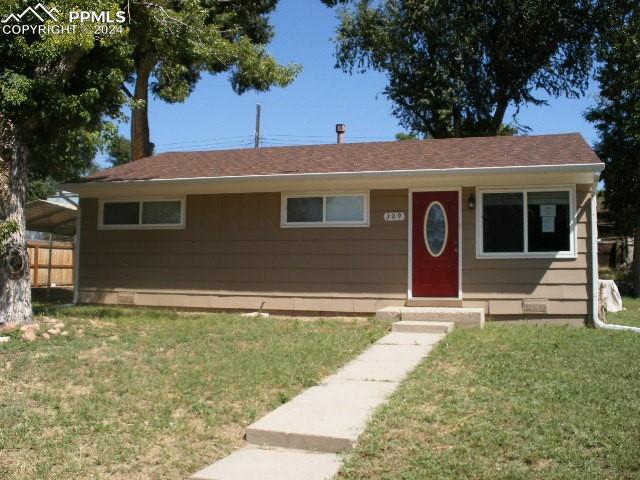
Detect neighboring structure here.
[65,134,603,321]
[25,197,78,288]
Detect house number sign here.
[384,212,404,222]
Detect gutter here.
[591,183,640,333]
[61,162,604,193]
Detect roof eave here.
[61,162,604,195]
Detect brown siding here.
[462,185,591,318]
[80,185,591,319]
[80,190,407,310]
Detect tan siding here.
[80,190,407,305]
[80,185,591,318]
[462,185,591,316]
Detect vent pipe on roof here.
[336,123,347,144]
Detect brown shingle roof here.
[84,133,601,182]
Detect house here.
[65,134,603,323]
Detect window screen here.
[102,202,140,225]
[287,197,322,223]
[482,192,524,252]
[142,201,182,225]
[527,192,571,252]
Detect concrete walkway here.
[191,324,452,480]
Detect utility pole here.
[253,103,260,148]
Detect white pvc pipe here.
[591,183,640,333]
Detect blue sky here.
[109,0,597,161]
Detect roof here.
[81,133,602,183]
[25,200,78,236]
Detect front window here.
[282,193,368,227]
[477,189,575,257]
[99,199,184,229]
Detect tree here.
[130,0,300,160]
[586,2,640,296]
[0,0,133,323]
[106,134,132,167]
[323,0,598,138]
[396,132,419,142]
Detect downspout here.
[591,186,640,333]
[73,201,82,305]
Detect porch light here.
[467,195,476,210]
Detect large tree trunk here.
[0,133,33,324]
[131,58,153,160]
[632,227,640,297]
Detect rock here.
[20,323,40,342]
[0,322,18,333]
[240,312,269,318]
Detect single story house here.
[65,134,603,322]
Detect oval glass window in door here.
[423,202,449,257]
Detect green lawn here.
[607,297,640,327]
[340,324,640,480]
[0,307,388,480]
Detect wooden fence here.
[27,240,73,287]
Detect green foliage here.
[323,0,598,138]
[129,0,300,103]
[0,0,133,180]
[396,132,419,142]
[586,2,640,234]
[106,135,131,167]
[27,177,58,202]
[0,220,18,254]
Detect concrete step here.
[191,446,341,480]
[376,307,484,328]
[391,320,455,333]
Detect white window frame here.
[280,191,369,228]
[476,185,578,259]
[98,197,187,230]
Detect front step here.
[391,320,455,333]
[376,307,484,328]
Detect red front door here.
[411,191,459,297]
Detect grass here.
[0,307,388,480]
[339,324,640,480]
[607,297,640,327]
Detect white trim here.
[61,162,604,192]
[98,197,187,230]
[280,191,369,228]
[422,200,449,258]
[475,184,578,259]
[407,187,462,300]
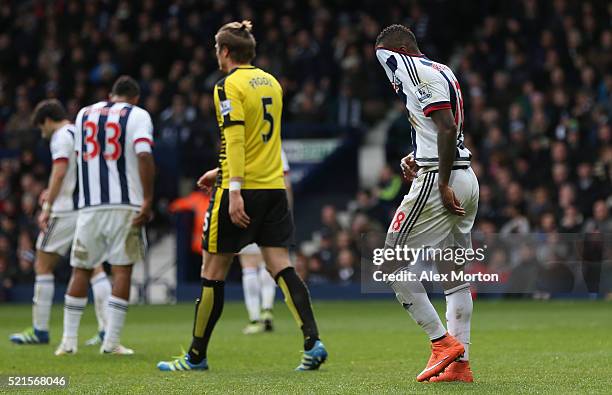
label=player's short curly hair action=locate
[376,24,417,48]
[215,20,257,63]
[111,75,140,99]
[31,99,68,127]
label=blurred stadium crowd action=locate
[0,0,612,294]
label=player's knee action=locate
[34,251,55,274]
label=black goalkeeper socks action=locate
[275,266,319,351]
[189,278,225,364]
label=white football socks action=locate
[90,272,111,332]
[102,295,128,352]
[259,266,276,310]
[32,274,55,331]
[391,274,446,340]
[62,295,87,346]
[242,267,261,321]
[445,284,474,361]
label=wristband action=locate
[230,181,242,192]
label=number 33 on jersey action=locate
[214,66,285,189]
[74,101,153,209]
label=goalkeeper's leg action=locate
[261,247,327,370]
[157,251,234,371]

● ● ●

Please copy the listing above word for word, leaving out the pictures.

■ **Output of the exercise**:
Detect neighboring structure here.
[65,134,603,321]
[25,197,78,288]
Detect house number sign here.
[384,212,404,222]
Detect gutter here.
[591,183,640,333]
[61,162,604,193]
Detect roof eave here.
[61,162,604,195]
Detect brown siding here.
[462,185,591,318]
[80,185,591,319]
[80,190,407,310]
Detect tan siding here.
[80,190,407,305]
[80,185,591,318]
[462,185,591,316]
Detect vent pipe on roof here.
[336,123,347,144]
Detect brown shingle roof here.
[84,133,601,182]
Detect house here.
[65,134,603,323]
Detect window screen here.
[102,202,140,225]
[287,197,322,223]
[482,192,524,252]
[142,201,182,225]
[527,192,571,252]
Detect concrete walkway here.
[191,324,452,480]
Detect utility pole here.
[253,103,260,148]
Detect white pvc pipe here.
[591,183,640,333]
Detect blue sky here.
[109,0,597,161]
Detect roof here.
[81,133,602,183]
[25,200,78,236]
Detect front window here.
[282,193,368,227]
[477,189,575,257]
[99,199,184,229]
Detect tree here.
[130,0,300,160]
[586,2,640,296]
[0,0,133,323]
[106,134,132,167]
[323,0,598,138]
[396,132,419,142]
Detect downspout here.
[591,186,640,333]
[73,201,82,305]
Detect porch light here.
[467,195,476,210]
Detect large tree trunk here.
[0,133,33,324]
[131,58,153,160]
[632,227,640,297]
Detect rock here.
[20,323,40,342]
[0,322,18,333]
[240,312,269,318]
Detect single story house here.
[65,134,603,322]
Detect oval glass window in door here.
[423,202,449,257]
Detect green lawn here.
[607,297,640,327]
[340,324,640,480]
[0,307,388,480]
Detect wooden fence here.
[27,240,73,287]
Detect green foliage here.
[323,0,598,138]
[129,0,300,103]
[0,0,133,180]
[396,132,419,142]
[586,2,640,234]
[106,135,131,167]
[27,177,58,202]
[0,220,18,254]
Detect concrete step here.
[191,446,341,480]
[376,307,484,328]
[391,320,455,333]
Detect white window frame here.
[280,191,369,228]
[476,185,578,259]
[98,197,187,230]
Detect front step here.
[391,320,455,333]
[376,307,484,328]
Detect red front door here.
[411,191,459,297]
Detect grass here.
[0,307,388,480]
[339,324,640,480]
[607,297,640,327]
Detect white trim here.
[61,162,604,192]
[98,197,187,230]
[280,191,369,228]
[422,200,449,258]
[475,184,578,259]
[407,187,462,300]
label=player's short curly hair action=locate
[376,24,417,48]
[215,20,257,63]
[111,75,140,99]
[31,99,68,127]
label=blurred stadium crowd action=locate
[0,0,612,294]
label=player's knee action=locate
[34,251,55,274]
label=black goalkeeper socks action=locate
[275,266,319,351]
[189,278,225,364]
label=white football socks action=locate
[90,272,111,332]
[102,295,128,352]
[259,266,276,310]
[32,274,55,331]
[391,274,446,340]
[62,295,87,346]
[242,267,261,321]
[445,284,474,361]
label=wristband action=locate
[230,181,242,192]
label=number 33 on jersey action=locate
[214,66,285,189]
[74,101,153,209]
label=goalkeeper's leg action=locate
[261,247,327,370]
[157,251,234,371]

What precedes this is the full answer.